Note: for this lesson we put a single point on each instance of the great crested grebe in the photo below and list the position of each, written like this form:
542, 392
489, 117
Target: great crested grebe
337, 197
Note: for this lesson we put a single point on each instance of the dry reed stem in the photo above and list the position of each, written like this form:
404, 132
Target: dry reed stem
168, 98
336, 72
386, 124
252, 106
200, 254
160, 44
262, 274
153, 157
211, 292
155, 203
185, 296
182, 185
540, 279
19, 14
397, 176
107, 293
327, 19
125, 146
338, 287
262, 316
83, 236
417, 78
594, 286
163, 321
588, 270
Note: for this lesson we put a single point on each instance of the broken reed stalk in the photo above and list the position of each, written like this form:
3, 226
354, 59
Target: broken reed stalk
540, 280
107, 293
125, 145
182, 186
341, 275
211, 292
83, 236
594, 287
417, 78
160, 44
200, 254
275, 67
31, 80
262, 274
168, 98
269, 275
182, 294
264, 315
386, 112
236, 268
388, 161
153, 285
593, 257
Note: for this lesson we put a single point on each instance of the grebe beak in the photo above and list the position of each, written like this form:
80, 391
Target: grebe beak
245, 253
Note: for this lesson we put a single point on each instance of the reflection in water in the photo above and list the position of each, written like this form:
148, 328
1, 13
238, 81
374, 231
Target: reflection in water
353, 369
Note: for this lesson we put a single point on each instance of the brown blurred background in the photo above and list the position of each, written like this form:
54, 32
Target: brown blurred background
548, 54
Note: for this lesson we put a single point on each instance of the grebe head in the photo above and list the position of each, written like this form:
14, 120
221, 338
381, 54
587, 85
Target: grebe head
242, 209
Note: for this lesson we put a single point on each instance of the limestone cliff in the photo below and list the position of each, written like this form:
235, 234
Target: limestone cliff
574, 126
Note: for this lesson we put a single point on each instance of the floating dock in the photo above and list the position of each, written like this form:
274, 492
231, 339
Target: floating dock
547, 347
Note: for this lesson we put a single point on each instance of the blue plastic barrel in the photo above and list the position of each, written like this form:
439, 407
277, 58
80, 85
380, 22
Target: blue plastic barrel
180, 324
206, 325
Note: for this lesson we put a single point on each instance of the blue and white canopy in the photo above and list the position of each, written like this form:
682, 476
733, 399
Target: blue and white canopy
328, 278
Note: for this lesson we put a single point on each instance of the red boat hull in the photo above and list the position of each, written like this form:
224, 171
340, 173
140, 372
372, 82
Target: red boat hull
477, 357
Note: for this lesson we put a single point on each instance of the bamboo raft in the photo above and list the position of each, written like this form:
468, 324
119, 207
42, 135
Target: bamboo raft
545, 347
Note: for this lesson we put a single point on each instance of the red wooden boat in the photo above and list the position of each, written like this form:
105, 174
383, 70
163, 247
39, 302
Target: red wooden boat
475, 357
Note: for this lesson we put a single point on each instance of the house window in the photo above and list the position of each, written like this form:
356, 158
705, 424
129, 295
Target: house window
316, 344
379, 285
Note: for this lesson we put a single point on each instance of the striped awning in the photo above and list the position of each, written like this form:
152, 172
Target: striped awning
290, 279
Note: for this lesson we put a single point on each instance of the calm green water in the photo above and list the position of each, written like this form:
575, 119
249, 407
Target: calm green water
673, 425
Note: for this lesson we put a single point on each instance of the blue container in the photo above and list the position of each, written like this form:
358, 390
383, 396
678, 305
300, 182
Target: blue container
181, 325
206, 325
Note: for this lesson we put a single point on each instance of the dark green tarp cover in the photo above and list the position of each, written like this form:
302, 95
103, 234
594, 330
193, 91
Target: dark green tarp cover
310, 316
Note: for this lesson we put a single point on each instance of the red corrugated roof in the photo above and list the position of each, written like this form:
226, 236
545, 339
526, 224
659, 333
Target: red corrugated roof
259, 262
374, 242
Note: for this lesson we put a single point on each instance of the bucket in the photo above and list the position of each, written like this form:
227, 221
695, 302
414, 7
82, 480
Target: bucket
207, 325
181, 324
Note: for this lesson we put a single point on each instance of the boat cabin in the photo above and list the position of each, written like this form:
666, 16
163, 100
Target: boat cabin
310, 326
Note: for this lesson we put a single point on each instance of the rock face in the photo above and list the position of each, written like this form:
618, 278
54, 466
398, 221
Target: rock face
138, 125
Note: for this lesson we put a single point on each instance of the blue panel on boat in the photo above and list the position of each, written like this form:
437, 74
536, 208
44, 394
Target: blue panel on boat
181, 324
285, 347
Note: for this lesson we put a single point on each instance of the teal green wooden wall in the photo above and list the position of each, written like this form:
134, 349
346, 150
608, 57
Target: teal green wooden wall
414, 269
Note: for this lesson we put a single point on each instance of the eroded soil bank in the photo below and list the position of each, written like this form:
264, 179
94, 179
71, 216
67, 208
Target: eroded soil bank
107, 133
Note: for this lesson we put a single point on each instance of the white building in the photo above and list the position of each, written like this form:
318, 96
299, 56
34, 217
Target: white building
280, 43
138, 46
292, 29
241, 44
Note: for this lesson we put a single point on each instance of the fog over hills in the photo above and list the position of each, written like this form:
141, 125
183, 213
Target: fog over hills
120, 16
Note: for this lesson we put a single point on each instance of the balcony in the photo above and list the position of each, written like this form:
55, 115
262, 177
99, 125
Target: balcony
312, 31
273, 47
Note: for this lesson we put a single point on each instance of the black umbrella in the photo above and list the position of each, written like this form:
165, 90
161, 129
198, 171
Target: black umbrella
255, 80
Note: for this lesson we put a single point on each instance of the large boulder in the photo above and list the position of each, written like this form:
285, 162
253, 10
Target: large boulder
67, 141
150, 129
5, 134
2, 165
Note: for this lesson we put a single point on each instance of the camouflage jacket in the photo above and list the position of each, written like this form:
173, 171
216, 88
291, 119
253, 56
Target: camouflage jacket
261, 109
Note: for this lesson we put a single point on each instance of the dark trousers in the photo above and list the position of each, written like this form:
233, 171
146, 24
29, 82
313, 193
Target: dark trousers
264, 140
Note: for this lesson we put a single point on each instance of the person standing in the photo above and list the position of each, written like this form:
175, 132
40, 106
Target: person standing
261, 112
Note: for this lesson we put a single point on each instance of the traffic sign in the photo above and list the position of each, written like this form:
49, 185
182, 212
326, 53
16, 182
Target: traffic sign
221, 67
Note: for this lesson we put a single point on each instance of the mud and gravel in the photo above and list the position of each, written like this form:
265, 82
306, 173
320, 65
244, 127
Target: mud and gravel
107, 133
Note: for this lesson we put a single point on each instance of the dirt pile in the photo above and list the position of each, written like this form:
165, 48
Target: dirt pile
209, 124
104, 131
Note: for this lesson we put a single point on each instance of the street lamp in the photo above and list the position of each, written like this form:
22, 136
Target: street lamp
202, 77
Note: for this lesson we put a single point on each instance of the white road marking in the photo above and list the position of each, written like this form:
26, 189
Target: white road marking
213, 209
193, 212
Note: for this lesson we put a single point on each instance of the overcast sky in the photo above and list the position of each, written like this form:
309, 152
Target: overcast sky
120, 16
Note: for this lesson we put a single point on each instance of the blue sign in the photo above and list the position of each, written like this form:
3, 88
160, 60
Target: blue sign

•••

▸ **ACTIVITY**: Set down each entry exactly, leaving none out.

▸ **TASK RESULT**:
Note: for this lesson we put a single point on each instance of the great crested grebe in the photo below and list the position of each, written like this form:
542, 392
489, 117
Target: great crested grebe
337, 197
Note: for this lesson we put a single point on each instance of the dry reed stem in the photo above and list the position of each, written like this form:
404, 132
Target: dry reed stem
168, 98
336, 72
386, 124
252, 106
200, 254
160, 44
262, 274
153, 157
211, 292
155, 203
185, 296
182, 185
540, 279
19, 14
397, 176
107, 293
327, 19
125, 146
338, 287
262, 316
83, 236
417, 78
594, 286
163, 321
588, 270
Note: for this lesson we put a single point on each instance of the broken reed stalk in the photo above and list the position of each, written like this form:
3, 226
354, 59
Target: broken reed stalk
540, 280
107, 293
125, 145
182, 186
341, 275
211, 292
83, 236
594, 287
417, 78
160, 44
200, 254
275, 67
31, 80
262, 274
168, 98
269, 275
182, 294
264, 315
386, 112
236, 268
388, 161
153, 285
593, 257
Note: for this lesson we put a single point on each instance of the grebe beak in the photo above and list the position of each, written like this form:
80, 391
Target: grebe beak
245, 253
Note: for this lesson we put a single point on each instance of the reflection in water in the photo above and list the position of each, written like this form:
148, 328
1, 13
238, 81
374, 231
Target: reflection in water
353, 369
Note: for this lesson we put a single point on each instance of the brown blurred background in the photo above and list the position of each, written like this form:
54, 32
Target: brown blurred background
548, 54
Note: for this lesson we put a single point on each instance of the grebe head in the photo above and list the position of each, written like this form:
14, 120
221, 338
381, 54
587, 85
Target: grebe head
242, 209
Note: for this lesson we put a single point on each instance of the limestone cliff in the photo below and list the position of each, written like this form:
235, 234
Target: limestone cliff
574, 126
Note: for this lesson we put a single point on each instance of the floating dock in the photo above and list the position of each, written like this form:
274, 492
231, 339
Target: floating dock
547, 347
Note: for this lesson we put a single point on each instance of the blue plastic barrel in the photo above and list the position of each, written like this form:
439, 407
277, 58
80, 85
380, 22
Target: blue plastic barrel
180, 324
206, 325
Note: for this lesson we put a single point on each instance of the blue and white canopy in the photo above and list the position of each, written like this form:
682, 476
733, 399
Target: blue and white canopy
328, 278
Note: for this lesson we put a single point on each instance of the red boat hull in the photo above and list the position of each, written like this form:
224, 171
340, 173
140, 372
372, 82
Target: red boat hull
477, 357
Note: for this lesson we put a single point on each instance of the bamboo raft in the photo above and list the position of each, written like this form:
468, 324
119, 207
42, 135
Target: bamboo raft
545, 347
Note: for this lesson we put a single point on each instance of the red wooden boat in the photo above and list the position of each, written like this form:
105, 174
383, 70
163, 247
39, 302
Target: red wooden boat
475, 357
Note: for this lesson we put a single point on each instance of the house window in the photo above and list the position of each, written like this form:
356, 158
705, 424
129, 295
Target: house window
316, 344
379, 285
Note: for this lesson we put a single point on each instance of the striped awning in the photo above and list the position of each, written like this form:
152, 172
Target: striped awning
290, 279
Note: for this lesson we put a single point on each instance of the calm green water in the photo above and list the position of each, written like this form:
575, 119
249, 407
Target: calm green water
673, 425
Note: for this lesson we put a single point on each instance of the blue container in the photo above and list the position of each, written like this form:
358, 390
383, 396
678, 305
300, 182
Target: blue container
181, 325
206, 325
Note: for this lesson we put a single point on each instance of the dark green tarp cover in the photo above and list the position of each, written like this form:
302, 95
103, 234
594, 330
193, 91
Target: dark green tarp cover
310, 316
Note: for this lesson we put a single point on each instance of the red corrugated roof in the photo above and list the position of each, written like this form:
226, 236
545, 339
526, 224
659, 333
Target: red corrugated roof
259, 262
374, 242
Note: for this lesson we put a single point on each instance of the bucket in the photo above and list the position of each, written like this form:
227, 221
695, 302
414, 7
82, 480
Target: bucket
207, 325
181, 324
Note: for this lesson we put a single point on each instance of the boat cabin in the photo above and list the position of each, written like this form:
666, 16
163, 100
Target: boat cabin
310, 326
Note: for this lesson we put a single point on each instance of the rock face in the photo above and list the position of each, written like this form:
618, 278
54, 466
398, 221
Target: rock face
138, 125
Note: for this lesson we put a single point on each instance of the blue panel on boat in the photo above and list the position of each, written like this form:
437, 74
536, 208
44, 394
Target: blue panel on boat
181, 324
285, 347
Note: for this lesson we put a single point on each instance of the teal green wooden wall in the photo above and list the position of each, written like this form:
134, 349
346, 150
608, 57
Target: teal green wooden wall
414, 269
Note: for this lesson we put a single point on each instance of the eroded soil bank in the photo below and list the position of each, written like this form:
264, 179
94, 179
71, 216
67, 208
Target: eroded soil bank
107, 133
Note: for this lesson we put a single point on each instance of the white building in the photo above and list the position of each, written like this form:
318, 96
299, 56
34, 217
Target: white building
280, 43
138, 46
292, 29
241, 44
Note: for this lesson we put a single point on each instance of the fog over hills in the photo above and list the position of each, written like this form:
141, 125
183, 213
Target: fog over hills
120, 16
Note: for this lesson we put a single point on each instance of the balcony in the photo above and list the position of each, written like this form:
55, 115
262, 177
99, 125
Target: balcony
312, 31
273, 47
Note: for this lesson we put a single point on each instance of the black umbrella in the photo above and list the position of each, written like this form:
165, 90
161, 129
198, 171
Target: black umbrella
255, 80
Note: for this lesson we put a single point on each instance of the large boulder in the photo above and list the position of each, written like this form:
285, 162
253, 10
Target: large boulder
67, 141
150, 129
5, 134
2, 165
Note: for this lesson we put a single point on each instance of the camouflage jacket in the photo above and list the position of each, written like this form:
173, 171
216, 88
291, 119
253, 56
Target: camouflage jacket
261, 109
Note: for this lesson we put a single point on each instance of the dark trousers in the photo above and list the position of each, written like this form:
233, 171
146, 24
29, 82
313, 193
Target: dark trousers
264, 140
Note: for this lesson we put a single point on each instance of the person standing in the photo above and list the position of each, written like this form:
175, 132
40, 106
Target: person standing
261, 112
Note: for this lesson we put a single point on each instance of the traffic sign in the photo above and list the position of each, written like this form:
49, 185
182, 212
326, 53
16, 182
Target: traffic sign
221, 67
Note: for this lesson we put a single point on each instance of the mud and gravel in the photo above and list the position of each, written like this form:
265, 82
306, 173
320, 65
244, 127
Target: mud and gravel
107, 133
Note: for this lesson we put a single point on each instance of the dirt pile in the photo above and list the position of each, written like this form:
165, 48
Target: dirt pile
209, 124
104, 131
Note: for this lesson we put a single point on each instance of the street lamp in the photo above and list the position of each, written like this form:
22, 136
Target: street lamp
202, 77
Note: for this lesson we put a single point on each instance of the white road marking in the photo above and list the position of each, written like this form:
26, 189
Target: white road marking
213, 209
193, 212
Note: for this lesson we put a single point on each instance of the overcast sky in the photo above and list the position of each, written like this form:
309, 152
Target: overcast sky
120, 16
Note: for this lesson we put a single point on each instance of the blue sign in the photo above and list the position of each, written like this form:
3, 88
160, 60
Target: blue sign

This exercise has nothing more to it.